- **WHAT IS REQUIRED**
Format all of the records below as a numbered list with one entry per line, omitting any blank lines. Leave the pictures out of the answer.

** Begin EXTRACTED RECORDS **

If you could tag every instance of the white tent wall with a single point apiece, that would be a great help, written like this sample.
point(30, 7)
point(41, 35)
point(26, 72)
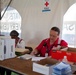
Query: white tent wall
point(35, 23)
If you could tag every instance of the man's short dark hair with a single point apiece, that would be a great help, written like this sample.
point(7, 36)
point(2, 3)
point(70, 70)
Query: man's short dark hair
point(14, 33)
point(56, 29)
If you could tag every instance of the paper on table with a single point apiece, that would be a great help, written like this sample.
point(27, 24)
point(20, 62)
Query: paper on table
point(26, 56)
point(37, 58)
point(21, 50)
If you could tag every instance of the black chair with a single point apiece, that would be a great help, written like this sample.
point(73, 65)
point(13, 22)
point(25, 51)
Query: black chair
point(29, 48)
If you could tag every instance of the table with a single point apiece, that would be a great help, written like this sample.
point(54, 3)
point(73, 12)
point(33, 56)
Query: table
point(19, 66)
point(23, 67)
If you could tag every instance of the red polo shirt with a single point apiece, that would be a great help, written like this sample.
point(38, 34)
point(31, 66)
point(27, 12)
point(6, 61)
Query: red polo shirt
point(45, 45)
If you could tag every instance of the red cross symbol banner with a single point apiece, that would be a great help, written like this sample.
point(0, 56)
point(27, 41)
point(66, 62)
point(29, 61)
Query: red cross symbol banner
point(46, 6)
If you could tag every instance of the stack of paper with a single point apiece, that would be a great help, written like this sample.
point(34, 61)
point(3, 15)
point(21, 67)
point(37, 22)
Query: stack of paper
point(62, 69)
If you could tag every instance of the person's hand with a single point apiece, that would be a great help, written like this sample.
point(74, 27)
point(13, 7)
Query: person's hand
point(34, 52)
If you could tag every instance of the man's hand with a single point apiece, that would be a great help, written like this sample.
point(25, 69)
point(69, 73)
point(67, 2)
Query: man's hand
point(34, 52)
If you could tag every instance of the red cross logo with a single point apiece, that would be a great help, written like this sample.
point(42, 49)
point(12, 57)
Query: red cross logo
point(46, 4)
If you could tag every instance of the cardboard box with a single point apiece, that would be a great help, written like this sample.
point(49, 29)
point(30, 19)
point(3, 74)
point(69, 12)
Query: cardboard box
point(45, 66)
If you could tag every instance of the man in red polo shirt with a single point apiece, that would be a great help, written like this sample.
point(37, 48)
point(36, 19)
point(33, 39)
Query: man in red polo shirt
point(52, 43)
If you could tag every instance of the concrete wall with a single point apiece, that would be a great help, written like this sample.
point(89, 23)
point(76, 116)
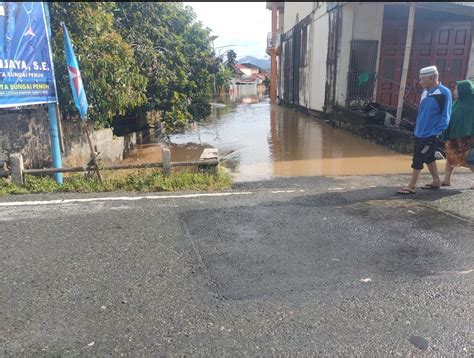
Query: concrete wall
point(368, 24)
point(344, 52)
point(302, 9)
point(318, 57)
point(27, 132)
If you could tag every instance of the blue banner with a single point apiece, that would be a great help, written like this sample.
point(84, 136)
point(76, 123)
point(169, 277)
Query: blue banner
point(26, 69)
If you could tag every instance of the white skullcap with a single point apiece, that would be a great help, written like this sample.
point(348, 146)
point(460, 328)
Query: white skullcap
point(428, 71)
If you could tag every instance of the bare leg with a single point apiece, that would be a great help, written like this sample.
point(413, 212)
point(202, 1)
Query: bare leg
point(433, 168)
point(448, 174)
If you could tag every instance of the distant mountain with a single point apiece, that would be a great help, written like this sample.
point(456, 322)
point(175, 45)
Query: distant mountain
point(263, 63)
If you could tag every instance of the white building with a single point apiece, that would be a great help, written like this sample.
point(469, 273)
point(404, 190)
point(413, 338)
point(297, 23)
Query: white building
point(350, 53)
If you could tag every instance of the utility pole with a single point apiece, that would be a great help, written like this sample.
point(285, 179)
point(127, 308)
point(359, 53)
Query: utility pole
point(213, 38)
point(406, 64)
point(52, 107)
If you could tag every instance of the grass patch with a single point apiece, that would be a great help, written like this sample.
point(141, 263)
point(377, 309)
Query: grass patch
point(142, 181)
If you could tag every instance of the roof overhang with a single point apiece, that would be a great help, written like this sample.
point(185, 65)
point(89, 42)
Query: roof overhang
point(460, 8)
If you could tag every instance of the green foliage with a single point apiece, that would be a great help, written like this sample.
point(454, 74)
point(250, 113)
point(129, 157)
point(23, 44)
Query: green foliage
point(231, 58)
point(112, 80)
point(224, 77)
point(141, 180)
point(135, 57)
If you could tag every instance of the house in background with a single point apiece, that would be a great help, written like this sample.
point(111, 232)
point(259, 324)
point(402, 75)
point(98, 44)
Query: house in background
point(347, 54)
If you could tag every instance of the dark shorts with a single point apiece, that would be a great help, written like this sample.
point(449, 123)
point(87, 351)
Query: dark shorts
point(424, 152)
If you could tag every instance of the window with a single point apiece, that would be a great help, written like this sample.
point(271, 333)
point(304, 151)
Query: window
point(361, 76)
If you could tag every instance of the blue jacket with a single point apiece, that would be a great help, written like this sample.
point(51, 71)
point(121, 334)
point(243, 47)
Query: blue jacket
point(434, 112)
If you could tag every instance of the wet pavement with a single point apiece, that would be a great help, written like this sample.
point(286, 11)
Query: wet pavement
point(262, 142)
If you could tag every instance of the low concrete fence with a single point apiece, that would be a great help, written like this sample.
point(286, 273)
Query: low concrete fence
point(208, 162)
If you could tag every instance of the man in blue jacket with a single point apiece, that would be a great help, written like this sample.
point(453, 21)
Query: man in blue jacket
point(433, 117)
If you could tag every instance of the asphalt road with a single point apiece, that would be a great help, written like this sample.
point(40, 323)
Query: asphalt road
point(291, 267)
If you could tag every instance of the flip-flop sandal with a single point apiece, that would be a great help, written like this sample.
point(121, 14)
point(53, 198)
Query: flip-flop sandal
point(406, 191)
point(429, 187)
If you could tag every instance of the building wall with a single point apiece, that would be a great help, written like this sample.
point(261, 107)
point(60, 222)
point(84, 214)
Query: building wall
point(302, 9)
point(368, 24)
point(26, 131)
point(318, 53)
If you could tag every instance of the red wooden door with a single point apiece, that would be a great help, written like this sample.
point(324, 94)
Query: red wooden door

** End EXTRACTED RECORDS **

- **WRITTEN SOLUTION**
1. If you could tag every instance of the white tent wall with a single point apiece, that would be a great help, written like this sample.
2. point(30, 7)
3. point(41, 35)
4. point(26, 72)
5. Query: white tent wall
6. point(35, 23)
7. If you could tag every instance of the man's short dark hair with a single point apiece, that would be a great help, written like this sample.
8. point(7, 36)
9. point(2, 3)
10. point(70, 70)
11. Query: man's short dark hair
12. point(14, 33)
13. point(56, 29)
14. If you could tag every instance of the paper on table with a single point apiece, that would be a great help, written like this sample.
15. point(27, 24)
16. point(20, 62)
17. Query: paper on table
18. point(26, 56)
19. point(37, 58)
20. point(21, 50)
21. If you could tag every instance of the black chair with a single point apiece, that would be a great help, written like this sample.
22. point(73, 65)
23. point(13, 22)
24. point(25, 51)
25. Query: black chair
26. point(29, 48)
27. If you could tag every instance of the table with a single point apiece, that would be a great help, written like this sample.
28. point(54, 3)
29. point(73, 12)
30. point(33, 56)
31. Query: table
32. point(19, 66)
33. point(23, 67)
34. If you could tag every instance of the red polo shirt with a single point apiece, that would be a great help, written like this sample.
35. point(38, 34)
36. point(31, 66)
37. point(27, 12)
38. point(6, 61)
39. Query: red polo shirt
40. point(45, 45)
41. If you could tag every instance of the red cross symbol banner with a single point apiece, that would be a great help, written like this sample.
42. point(0, 56)
43. point(27, 41)
44. point(66, 62)
45. point(29, 61)
46. Query: red cross symbol banner
47. point(46, 6)
48. If you could tag every instance of the stack of paper with a single point apiece, that would be a great help, written like this sample.
49. point(34, 61)
50. point(3, 15)
51. point(21, 67)
52. point(37, 22)
53. Query: stack of paper
54. point(62, 69)
55. If you could tag every instance of the person's hand with a single point apiece, that would be a great help, written like this sample.
56. point(74, 27)
57. point(13, 7)
58. Query: person's hand
59. point(34, 52)
60. If you could tag every instance of the man's hand with a single point apiece, that would be a great help, written like this sample.
61. point(25, 69)
62. point(69, 73)
63. point(67, 2)
64. Query: man's hand
65. point(34, 52)
66. If you could tag every instance of the red cross logo with a single point apiece, that would be a great help, written like this sample.
67. point(42, 49)
68. point(12, 57)
69. Query: red cross logo
70. point(46, 4)
71. If you could tag every instance of the cardboard box with a single point apiece, that would be a great help, written like this sample.
72. point(49, 29)
73. point(30, 19)
74. point(3, 74)
75. point(69, 12)
76. Query: cardboard box
77. point(45, 66)
78. If you could tag every instance of the man in red polo shirt with a single point apiece, that would be a great help, written like this sample.
79. point(37, 48)
80. point(36, 19)
81. point(33, 39)
82. Query: man in red polo shirt
83. point(52, 43)
84. If you could tag every instance of the concrete wall with a single point apiece, that would be a great help, written like this sample.
85. point(89, 23)
86. point(76, 116)
87. Query: concrete wall
88. point(368, 24)
89. point(344, 52)
90. point(302, 9)
91. point(318, 57)
92. point(27, 132)
93. If you could tag every instance of the blue banner with a single point apiece, that would be a great help, written like this sample.
94. point(84, 136)
95. point(76, 123)
96. point(169, 277)
97. Query: blue banner
98. point(26, 69)
99. If you could tag every instance of the white skullcap with a single point apiece, that would be a great help, written like this sample.
100. point(348, 146)
101. point(460, 328)
102. Query: white skullcap
103. point(428, 71)
104. If you could tag every instance of the bare leg with a single point apiece, that would be a great help, written like this sample.
105. point(413, 212)
106. point(202, 1)
107. Query: bare leg
108. point(433, 168)
109. point(448, 174)
110. If you could tag every instance of the distant mountain with a single point apiece, that would be a great help, written like this sample.
111. point(456, 322)
112. point(175, 45)
113. Query: distant mountain
114. point(263, 63)
115. If you could tag every instance of the white building with a single point apiece, that would be a great help, written like this sample.
116. point(469, 273)
117. point(404, 190)
118. point(413, 338)
119. point(297, 23)
120. Query: white building
121. point(350, 53)
122. If you could tag every instance of the utility pole with a single point apiece, that would be a great help, written like this sample.
123. point(285, 179)
124. point(127, 308)
125. point(359, 53)
126. Query: utility pole
127. point(213, 38)
128. point(406, 64)
129. point(52, 107)
130. If you could tag every instance of the grass patch with a single point apiece, that would be a great help, written like this sample.
131. point(141, 263)
132. point(377, 309)
133. Query: grass patch
134. point(142, 181)
135. If you could tag every instance of the roof overhang with a single point apiece, that would be a great help, written like this sample.
136. point(185, 65)
137. point(89, 42)
138. Query: roof overhang
139. point(460, 8)
140. If you could tag every instance of the green foliage with a single point apiece, that would be a great help, written like this sample.
141. point(454, 74)
142. point(250, 113)
143. point(129, 157)
144. point(23, 44)
145. Query: green foliage
146. point(231, 58)
147. point(112, 80)
148. point(224, 77)
149. point(141, 180)
150. point(135, 57)
151. If you could tag every instance of the house in background with a single point apiece, that would be a great help, written like this sample.
152. point(111, 232)
153. point(259, 324)
154. point(402, 75)
155. point(98, 44)
156. Query: house in background
157. point(347, 54)
158. If you could tag every instance of the dark shorts with a single point apiece, that would be a great help, written like this sample.
159. point(449, 123)
160. point(87, 351)
161. Query: dark shorts
162. point(424, 152)
163. If you could tag every instance of the window with a single point apiece, that would be a great help, written like this sample.
164. point(271, 333)
165. point(304, 151)
166. Query: window
167. point(361, 76)
168. If you could tag every instance of the blue jacket with a single point apiece, that would be a great help, written like this sample.
169. point(51, 71)
170. point(121, 334)
171. point(243, 47)
172. Query: blue jacket
173. point(434, 112)
174. If you could tag every instance of the wet pavement with a single point apiece, that would be a great help, written like this sample.
175. point(286, 11)
176. Query: wet pavement
177. point(262, 142)
178. If you could tag every instance of the low concrete fence with a single point apiece, that would be a great help, written like this sample.
179. point(286, 273)
180. Query: low concrete fence
181. point(208, 162)
182. If you could tag every instance of the man in blue jacket with a single point apiece, that would be a great help, written like this sample.
183. point(453, 21)
184. Query: man in blue jacket
185. point(433, 117)
186. If you could tag every instance of the asphalt road with a single point apiece, that would be a great help, written like this sample.
187. point(40, 323)
188. Query: asphalt road
189. point(291, 267)
190. If you could tag every instance of the flip-flop sandal with a single point apiece, that would be a great help, written like this sample.
191. point(121, 14)
192. point(53, 198)
193. Query: flip-flop sandal
194. point(406, 191)
195. point(429, 187)
196. If you could tag every instance of the building wall with a single point apiece, that would be a great help, written like this sample.
197. point(261, 107)
198. point(60, 222)
199. point(84, 214)
200. Query: building wall
201. point(302, 9)
202. point(368, 24)
203. point(26, 131)
204. point(318, 53)
205. If you could tag every instance of the red wooden door with a single point apiece, that would be a great help, written like this sample.
206. point(324, 94)
207. Query: red wooden door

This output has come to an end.